▶ [Exercise aim] Look through the entries and count each line that includes the string "below". Reply with the number alone.

▶ [Records for this exercise]
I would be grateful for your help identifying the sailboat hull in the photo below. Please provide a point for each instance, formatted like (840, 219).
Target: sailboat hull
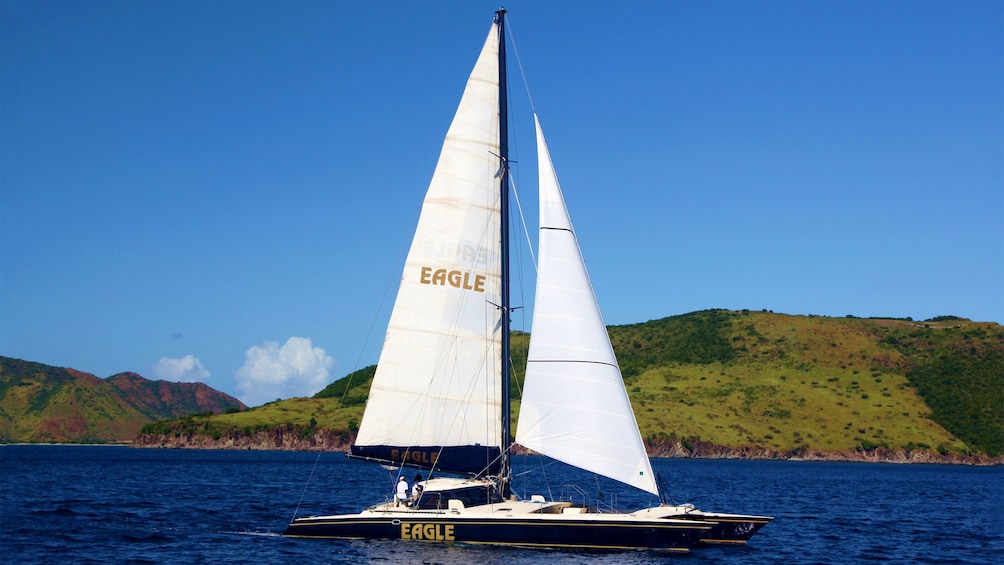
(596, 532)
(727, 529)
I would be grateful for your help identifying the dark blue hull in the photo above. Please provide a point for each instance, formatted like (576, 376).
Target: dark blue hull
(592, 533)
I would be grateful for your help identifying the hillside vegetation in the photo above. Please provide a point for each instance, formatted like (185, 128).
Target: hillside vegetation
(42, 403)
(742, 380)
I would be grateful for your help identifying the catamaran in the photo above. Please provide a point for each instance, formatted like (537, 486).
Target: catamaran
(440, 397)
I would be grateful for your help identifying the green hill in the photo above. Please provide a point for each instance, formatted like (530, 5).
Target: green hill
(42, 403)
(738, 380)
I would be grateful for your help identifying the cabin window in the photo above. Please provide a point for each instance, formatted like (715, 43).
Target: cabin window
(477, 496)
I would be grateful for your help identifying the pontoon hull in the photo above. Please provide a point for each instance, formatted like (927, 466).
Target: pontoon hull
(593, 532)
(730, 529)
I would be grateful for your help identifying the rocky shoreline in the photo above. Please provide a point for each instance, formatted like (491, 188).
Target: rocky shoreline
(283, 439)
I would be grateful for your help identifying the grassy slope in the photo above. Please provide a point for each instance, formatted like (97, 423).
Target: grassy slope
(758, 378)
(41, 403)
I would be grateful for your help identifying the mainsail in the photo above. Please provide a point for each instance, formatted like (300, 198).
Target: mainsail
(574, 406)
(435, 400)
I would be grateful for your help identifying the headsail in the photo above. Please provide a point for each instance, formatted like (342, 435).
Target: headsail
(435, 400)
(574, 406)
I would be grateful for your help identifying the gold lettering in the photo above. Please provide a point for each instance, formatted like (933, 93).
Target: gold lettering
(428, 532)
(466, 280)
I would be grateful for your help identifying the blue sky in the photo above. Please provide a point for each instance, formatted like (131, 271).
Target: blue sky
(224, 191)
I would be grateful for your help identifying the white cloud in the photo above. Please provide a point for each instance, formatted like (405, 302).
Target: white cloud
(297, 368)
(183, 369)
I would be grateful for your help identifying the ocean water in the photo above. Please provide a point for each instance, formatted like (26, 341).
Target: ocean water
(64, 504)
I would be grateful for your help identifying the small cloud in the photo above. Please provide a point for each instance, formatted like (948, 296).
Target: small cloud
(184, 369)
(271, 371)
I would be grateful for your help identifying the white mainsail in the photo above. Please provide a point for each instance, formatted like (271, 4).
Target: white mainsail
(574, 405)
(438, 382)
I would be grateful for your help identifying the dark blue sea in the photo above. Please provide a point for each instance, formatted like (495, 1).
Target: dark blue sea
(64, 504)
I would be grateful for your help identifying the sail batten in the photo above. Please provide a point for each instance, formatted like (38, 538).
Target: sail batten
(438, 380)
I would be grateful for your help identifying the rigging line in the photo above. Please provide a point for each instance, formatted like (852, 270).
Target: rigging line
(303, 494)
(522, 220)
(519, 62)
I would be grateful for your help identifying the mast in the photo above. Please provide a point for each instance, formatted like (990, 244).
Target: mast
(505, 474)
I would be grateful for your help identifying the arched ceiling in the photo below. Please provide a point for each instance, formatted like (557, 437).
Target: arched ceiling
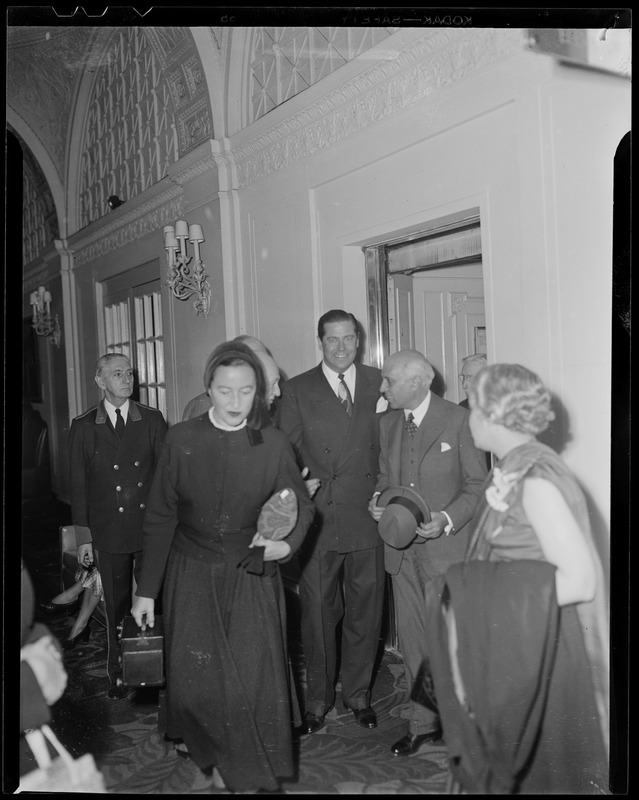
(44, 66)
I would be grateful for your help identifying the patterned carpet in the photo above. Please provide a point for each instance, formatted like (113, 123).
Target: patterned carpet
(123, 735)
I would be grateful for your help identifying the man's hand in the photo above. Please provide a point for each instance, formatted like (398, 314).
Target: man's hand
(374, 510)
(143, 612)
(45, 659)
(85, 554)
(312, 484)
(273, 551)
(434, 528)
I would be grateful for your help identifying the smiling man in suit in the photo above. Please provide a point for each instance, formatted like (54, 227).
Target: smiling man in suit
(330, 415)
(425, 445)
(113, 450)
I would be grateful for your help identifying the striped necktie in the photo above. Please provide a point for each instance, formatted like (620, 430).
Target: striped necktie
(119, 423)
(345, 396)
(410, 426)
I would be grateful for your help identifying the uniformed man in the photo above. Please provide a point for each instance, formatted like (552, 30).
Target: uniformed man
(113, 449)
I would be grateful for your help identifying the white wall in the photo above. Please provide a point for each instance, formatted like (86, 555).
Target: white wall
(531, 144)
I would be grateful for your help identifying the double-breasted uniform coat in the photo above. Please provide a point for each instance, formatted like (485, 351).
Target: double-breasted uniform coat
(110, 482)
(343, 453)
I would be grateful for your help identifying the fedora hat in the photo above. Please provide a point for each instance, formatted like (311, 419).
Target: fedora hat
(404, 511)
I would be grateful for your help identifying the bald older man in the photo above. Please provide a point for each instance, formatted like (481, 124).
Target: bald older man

▶ [Result of the exercise] 2